### Try it
Where the records below show a line containing "x=110, y=74", start copying; end with the line containing "x=106, y=39", and copy it too.

(Dataset excerpts)
○ ○ ○

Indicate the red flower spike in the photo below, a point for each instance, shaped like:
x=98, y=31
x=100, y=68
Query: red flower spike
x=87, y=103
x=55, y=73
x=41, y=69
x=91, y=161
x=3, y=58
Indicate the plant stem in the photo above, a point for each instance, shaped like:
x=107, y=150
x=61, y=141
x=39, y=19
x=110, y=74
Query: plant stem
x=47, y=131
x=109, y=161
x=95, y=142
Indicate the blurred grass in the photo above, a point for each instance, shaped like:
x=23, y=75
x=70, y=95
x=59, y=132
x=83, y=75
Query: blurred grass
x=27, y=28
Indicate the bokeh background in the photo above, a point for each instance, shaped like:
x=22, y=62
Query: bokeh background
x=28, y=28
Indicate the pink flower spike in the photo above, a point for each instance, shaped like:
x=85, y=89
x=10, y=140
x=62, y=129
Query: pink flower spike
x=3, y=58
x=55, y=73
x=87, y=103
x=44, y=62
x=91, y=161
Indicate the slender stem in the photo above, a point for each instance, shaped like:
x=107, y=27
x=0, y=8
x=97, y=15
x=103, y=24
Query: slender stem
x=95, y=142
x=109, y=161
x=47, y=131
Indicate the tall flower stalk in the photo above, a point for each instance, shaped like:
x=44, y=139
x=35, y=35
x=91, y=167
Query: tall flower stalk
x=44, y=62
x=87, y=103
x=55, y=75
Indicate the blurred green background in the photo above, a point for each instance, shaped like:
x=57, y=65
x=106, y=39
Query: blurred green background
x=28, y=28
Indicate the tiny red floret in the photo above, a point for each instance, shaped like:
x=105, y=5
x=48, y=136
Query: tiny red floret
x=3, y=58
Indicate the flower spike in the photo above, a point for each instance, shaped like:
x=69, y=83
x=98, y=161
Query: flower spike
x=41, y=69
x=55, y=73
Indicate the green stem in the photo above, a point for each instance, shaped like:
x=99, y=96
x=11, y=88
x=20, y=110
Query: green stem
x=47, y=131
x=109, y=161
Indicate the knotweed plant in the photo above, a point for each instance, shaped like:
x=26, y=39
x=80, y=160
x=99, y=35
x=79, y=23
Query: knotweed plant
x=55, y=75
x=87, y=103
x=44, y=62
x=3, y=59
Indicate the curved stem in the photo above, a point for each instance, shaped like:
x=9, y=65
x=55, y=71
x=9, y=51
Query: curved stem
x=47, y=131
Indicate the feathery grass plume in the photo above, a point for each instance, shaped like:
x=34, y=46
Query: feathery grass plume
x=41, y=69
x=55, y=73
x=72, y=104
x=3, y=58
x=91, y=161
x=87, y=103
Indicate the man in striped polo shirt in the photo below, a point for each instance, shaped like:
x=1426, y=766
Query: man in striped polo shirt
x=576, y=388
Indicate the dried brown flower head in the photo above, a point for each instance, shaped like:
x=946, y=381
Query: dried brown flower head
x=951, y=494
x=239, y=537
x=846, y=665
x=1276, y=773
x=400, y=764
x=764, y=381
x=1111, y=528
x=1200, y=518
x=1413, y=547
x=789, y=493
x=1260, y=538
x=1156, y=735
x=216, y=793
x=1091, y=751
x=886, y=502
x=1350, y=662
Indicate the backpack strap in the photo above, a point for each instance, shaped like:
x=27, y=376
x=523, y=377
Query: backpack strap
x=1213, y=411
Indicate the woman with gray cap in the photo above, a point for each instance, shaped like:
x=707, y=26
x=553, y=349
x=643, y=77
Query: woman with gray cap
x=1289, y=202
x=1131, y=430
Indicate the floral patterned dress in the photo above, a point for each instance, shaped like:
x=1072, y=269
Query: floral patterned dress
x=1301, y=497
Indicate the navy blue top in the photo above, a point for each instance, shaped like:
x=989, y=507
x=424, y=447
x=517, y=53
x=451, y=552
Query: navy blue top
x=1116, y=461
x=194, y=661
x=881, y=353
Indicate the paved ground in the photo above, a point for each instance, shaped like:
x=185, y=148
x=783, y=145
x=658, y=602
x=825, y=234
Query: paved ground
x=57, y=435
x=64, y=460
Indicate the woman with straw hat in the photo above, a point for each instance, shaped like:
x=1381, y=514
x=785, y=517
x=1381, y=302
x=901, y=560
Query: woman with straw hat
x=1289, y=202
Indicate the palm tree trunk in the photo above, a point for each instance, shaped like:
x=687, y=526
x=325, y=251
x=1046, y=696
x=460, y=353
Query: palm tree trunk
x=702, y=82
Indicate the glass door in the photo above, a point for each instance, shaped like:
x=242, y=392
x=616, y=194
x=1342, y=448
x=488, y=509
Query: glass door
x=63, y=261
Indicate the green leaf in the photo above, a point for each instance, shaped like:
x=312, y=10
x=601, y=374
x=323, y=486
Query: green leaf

○ ○ ○

### Exercise solution
x=110, y=74
Query: plant stem
x=47, y=131
x=109, y=161
x=95, y=142
Indicate the blurred grass in the photo above, a point for each instance, shaped like:
x=23, y=75
x=70, y=95
x=59, y=132
x=83, y=75
Query: blurred grass
x=27, y=28
Indicate the bokeh background in the photo above, a point for each instance, shaped like:
x=22, y=62
Query: bokeh background
x=28, y=28
Indicate the pink flower spike in the photo above, a point for each instance, shaped like:
x=85, y=89
x=10, y=140
x=62, y=129
Query: pink flower spike
x=3, y=58
x=55, y=73
x=87, y=103
x=44, y=62
x=91, y=161
Indicate the slender stem in the photo above, a point for each instance, shaped like:
x=107, y=27
x=0, y=8
x=97, y=15
x=103, y=24
Query: slender stem
x=95, y=142
x=109, y=161
x=47, y=131
Indicate the tall flower stalk in the photo above, a point for each instance, shaped like:
x=44, y=139
x=35, y=35
x=91, y=167
Query: tall flower stalk
x=44, y=62
x=87, y=103
x=55, y=75
Indicate the blurred green background in the photo above, a point for each instance, shaped like:
x=57, y=65
x=106, y=39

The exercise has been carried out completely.